■ **Task prompt**:
Exact copies of the line with "Each instance receives one keypoint. Annotate the pink" and of all lines after it through the end of the entries are required, and no other lines.

Stored items from a collection:
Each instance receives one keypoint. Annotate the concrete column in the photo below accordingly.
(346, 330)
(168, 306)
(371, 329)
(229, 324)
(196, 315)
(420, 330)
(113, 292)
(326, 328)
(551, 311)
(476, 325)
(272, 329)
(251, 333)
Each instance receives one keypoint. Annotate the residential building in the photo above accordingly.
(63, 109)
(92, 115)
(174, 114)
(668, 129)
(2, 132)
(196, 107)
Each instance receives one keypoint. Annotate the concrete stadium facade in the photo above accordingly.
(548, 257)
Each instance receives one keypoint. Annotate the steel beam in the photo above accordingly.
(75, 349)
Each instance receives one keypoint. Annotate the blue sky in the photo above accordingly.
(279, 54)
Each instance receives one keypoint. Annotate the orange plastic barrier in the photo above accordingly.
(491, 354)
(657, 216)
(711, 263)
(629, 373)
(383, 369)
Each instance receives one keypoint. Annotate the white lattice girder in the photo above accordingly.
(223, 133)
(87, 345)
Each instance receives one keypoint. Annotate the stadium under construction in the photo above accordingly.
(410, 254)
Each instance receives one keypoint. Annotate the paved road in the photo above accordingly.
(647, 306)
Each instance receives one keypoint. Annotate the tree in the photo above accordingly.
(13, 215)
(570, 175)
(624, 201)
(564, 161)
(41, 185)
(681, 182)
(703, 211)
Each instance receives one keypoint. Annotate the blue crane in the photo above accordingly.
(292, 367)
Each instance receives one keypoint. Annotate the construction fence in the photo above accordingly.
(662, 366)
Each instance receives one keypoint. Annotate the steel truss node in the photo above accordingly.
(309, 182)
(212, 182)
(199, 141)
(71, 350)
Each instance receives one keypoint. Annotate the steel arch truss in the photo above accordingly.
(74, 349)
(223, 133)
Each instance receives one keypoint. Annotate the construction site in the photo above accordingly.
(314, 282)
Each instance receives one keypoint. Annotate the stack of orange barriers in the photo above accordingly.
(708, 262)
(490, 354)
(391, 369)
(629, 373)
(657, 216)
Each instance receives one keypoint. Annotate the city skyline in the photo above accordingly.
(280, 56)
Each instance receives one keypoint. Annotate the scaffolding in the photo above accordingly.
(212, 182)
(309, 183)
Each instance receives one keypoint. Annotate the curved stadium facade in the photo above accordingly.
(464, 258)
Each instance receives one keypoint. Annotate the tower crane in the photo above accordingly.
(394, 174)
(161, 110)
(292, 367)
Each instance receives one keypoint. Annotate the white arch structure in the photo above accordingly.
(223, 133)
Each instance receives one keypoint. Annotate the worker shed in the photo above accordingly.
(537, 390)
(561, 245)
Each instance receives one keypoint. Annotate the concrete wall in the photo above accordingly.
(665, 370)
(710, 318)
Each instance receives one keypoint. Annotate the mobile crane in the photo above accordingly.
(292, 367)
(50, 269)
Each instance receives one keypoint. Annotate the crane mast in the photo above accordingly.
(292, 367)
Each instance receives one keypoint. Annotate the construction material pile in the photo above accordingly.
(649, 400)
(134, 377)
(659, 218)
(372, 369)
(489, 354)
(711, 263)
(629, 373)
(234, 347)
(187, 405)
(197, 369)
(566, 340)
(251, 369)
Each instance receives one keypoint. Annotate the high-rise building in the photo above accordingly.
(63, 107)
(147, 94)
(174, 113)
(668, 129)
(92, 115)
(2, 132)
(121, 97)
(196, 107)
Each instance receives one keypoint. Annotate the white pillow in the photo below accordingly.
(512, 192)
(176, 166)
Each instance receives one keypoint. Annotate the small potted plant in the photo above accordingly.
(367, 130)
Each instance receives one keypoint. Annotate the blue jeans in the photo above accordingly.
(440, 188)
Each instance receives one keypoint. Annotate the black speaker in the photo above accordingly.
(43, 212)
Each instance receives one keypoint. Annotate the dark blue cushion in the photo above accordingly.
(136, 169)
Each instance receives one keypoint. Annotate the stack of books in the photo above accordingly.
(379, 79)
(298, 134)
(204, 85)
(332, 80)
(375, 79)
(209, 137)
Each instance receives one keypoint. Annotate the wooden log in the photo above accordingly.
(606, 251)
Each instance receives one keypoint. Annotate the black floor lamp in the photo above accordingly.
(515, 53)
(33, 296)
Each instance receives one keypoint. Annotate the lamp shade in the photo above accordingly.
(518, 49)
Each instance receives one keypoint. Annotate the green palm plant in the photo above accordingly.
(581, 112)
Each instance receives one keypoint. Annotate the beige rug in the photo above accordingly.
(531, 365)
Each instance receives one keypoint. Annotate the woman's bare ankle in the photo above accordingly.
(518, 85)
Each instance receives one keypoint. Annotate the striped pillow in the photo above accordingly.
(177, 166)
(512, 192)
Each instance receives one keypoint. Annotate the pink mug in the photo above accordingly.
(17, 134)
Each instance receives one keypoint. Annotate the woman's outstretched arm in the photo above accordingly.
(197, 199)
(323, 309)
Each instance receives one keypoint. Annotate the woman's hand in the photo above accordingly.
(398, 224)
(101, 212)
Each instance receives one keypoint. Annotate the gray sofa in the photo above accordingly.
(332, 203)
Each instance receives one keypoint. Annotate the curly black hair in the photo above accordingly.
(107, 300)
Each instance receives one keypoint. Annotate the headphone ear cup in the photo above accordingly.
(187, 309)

■ **Completed exercise**:
Each instance receives one keypoint. Annotate the pink mug in the photo above accordingly.
(17, 134)
Each instance receives one keypoint. Annotate the woman's outstretched arm in the photo above accordingly.
(197, 199)
(323, 309)
Each instance receives one keypoint. Annotate the woman's hand in the photo above accordingly.
(398, 224)
(101, 212)
Each instance receives one keypoint. Annotate the gray sofa in the photo above accordingly.
(332, 203)
Each instance receives one keypoint. Annotate the curly black hair in the photo above accordingly.
(107, 300)
Each instance receives one keypoint. Annotate the headphone ear cup in the photo above accordingly.
(187, 309)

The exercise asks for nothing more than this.